▶ **Problem statement**
Every line below is to be quoted exactly, with nothing added or dropped.

▶ **Items**
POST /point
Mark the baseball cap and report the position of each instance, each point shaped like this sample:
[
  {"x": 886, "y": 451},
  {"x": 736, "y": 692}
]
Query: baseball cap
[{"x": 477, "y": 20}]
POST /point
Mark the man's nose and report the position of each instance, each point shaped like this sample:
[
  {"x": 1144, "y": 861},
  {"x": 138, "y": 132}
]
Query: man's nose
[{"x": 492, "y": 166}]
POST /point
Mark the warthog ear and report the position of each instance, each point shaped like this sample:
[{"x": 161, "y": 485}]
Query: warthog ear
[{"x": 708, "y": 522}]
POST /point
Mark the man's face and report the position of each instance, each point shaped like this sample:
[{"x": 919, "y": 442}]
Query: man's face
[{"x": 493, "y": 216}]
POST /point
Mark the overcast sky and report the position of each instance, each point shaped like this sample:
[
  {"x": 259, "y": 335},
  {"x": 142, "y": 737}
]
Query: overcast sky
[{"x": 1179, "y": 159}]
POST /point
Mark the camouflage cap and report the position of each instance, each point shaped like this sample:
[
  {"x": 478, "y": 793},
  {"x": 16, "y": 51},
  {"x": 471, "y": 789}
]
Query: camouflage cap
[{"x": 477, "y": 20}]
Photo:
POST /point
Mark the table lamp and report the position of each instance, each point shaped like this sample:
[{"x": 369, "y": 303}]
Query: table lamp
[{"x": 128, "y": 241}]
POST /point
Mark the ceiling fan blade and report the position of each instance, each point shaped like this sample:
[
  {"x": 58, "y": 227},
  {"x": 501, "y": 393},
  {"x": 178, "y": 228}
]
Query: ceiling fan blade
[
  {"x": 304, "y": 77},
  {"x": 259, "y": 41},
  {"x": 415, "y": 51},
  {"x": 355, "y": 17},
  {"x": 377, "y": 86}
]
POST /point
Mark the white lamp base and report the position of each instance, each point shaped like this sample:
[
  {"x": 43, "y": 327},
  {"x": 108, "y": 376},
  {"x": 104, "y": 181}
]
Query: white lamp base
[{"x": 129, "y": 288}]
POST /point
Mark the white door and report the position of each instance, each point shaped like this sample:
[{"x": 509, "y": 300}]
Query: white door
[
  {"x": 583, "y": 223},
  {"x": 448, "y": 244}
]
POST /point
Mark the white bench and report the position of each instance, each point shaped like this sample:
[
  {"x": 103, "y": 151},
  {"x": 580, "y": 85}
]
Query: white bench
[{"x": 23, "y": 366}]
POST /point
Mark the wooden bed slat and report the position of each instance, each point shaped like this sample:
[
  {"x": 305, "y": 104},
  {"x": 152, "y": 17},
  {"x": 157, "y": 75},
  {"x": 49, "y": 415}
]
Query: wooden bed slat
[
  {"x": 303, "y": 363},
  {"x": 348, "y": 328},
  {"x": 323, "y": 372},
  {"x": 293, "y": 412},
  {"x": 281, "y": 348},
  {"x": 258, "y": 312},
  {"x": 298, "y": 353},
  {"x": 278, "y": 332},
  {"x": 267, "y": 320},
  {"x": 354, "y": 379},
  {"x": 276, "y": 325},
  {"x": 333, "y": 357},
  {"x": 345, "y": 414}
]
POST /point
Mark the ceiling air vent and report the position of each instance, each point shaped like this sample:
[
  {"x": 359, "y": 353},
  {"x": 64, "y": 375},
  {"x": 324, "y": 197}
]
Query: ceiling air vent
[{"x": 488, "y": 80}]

▶ **Reply to the task**
POST /point
Mark the baseball cap and report the position of each instance, each point shaped like this sample:
[
  {"x": 886, "y": 451},
  {"x": 736, "y": 692}
]
Query: baseball cap
[{"x": 477, "y": 20}]
POST /point
Mark the man's nose and report the position of each instance, each point shaped like this sample:
[
  {"x": 1144, "y": 861},
  {"x": 138, "y": 132}
]
Query: man's nose
[{"x": 492, "y": 166}]
POST /point
Mark the warthog ear and report the position of each instance, each point shaped like this sample:
[{"x": 161, "y": 485}]
Query: warthog ear
[{"x": 708, "y": 522}]
POST /point
Mark the man's face and report the position of each instance, each point shaped like this sample:
[{"x": 919, "y": 442}]
Query: man's face
[{"x": 493, "y": 216}]
POST /point
Mark the overcast sky and report the position of each instance, each point shaped like this sample:
[
  {"x": 259, "y": 335},
  {"x": 142, "y": 737}
]
Query: overcast sky
[{"x": 1179, "y": 159}]
POST /point
Mark the camouflage cap and report the position of each instance, each point shaped like this sample:
[
  {"x": 478, "y": 793},
  {"x": 16, "y": 51},
  {"x": 471, "y": 789}
]
Query: camouflage cap
[{"x": 477, "y": 20}]
Photo:
POST /point
Mark the table lamp and report the position of each instance, each point shaped like this sample:
[{"x": 369, "y": 303}]
Query: table lamp
[{"x": 128, "y": 241}]
POST /point
Mark the ceiling fan blade and report the position of each instance, each point shaped like this sample:
[
  {"x": 58, "y": 227},
  {"x": 501, "y": 393},
  {"x": 178, "y": 228}
]
Query: ceiling fan blade
[
  {"x": 304, "y": 77},
  {"x": 259, "y": 41},
  {"x": 415, "y": 51},
  {"x": 355, "y": 17},
  {"x": 377, "y": 86}
]
POST /point
Mark the white lamp base and report the position of each instance, each point shaped like this sample:
[
  {"x": 43, "y": 327},
  {"x": 108, "y": 376},
  {"x": 104, "y": 181}
]
Query: white lamp base
[{"x": 129, "y": 288}]
POST /point
Mark the white door and report the position of each instance, each point shaped like this sample:
[{"x": 509, "y": 300}]
Query: white door
[
  {"x": 583, "y": 223},
  {"x": 448, "y": 244}
]
POST /point
Mark the white bench and report the position of each instance, each point shaped like this sample:
[
  {"x": 103, "y": 151},
  {"x": 580, "y": 85}
]
Query: white bench
[{"x": 23, "y": 366}]
POST /point
Mark the wooden bed slat and report the position of each instance, each point shaped like this sample:
[
  {"x": 305, "y": 104},
  {"x": 152, "y": 17},
  {"x": 157, "y": 75},
  {"x": 49, "y": 415}
]
Query: wooden bed slat
[
  {"x": 303, "y": 363},
  {"x": 348, "y": 328},
  {"x": 323, "y": 372},
  {"x": 293, "y": 412},
  {"x": 281, "y": 348},
  {"x": 258, "y": 312},
  {"x": 298, "y": 353},
  {"x": 278, "y": 332},
  {"x": 267, "y": 320},
  {"x": 354, "y": 379},
  {"x": 276, "y": 325},
  {"x": 333, "y": 357},
  {"x": 345, "y": 414}
]
POST /point
Mark the ceiling air vent and report the position of each instance, each point shaped like this sample:
[
  {"x": 359, "y": 353},
  {"x": 64, "y": 375},
  {"x": 324, "y": 197}
]
Query: ceiling air vent
[{"x": 488, "y": 80}]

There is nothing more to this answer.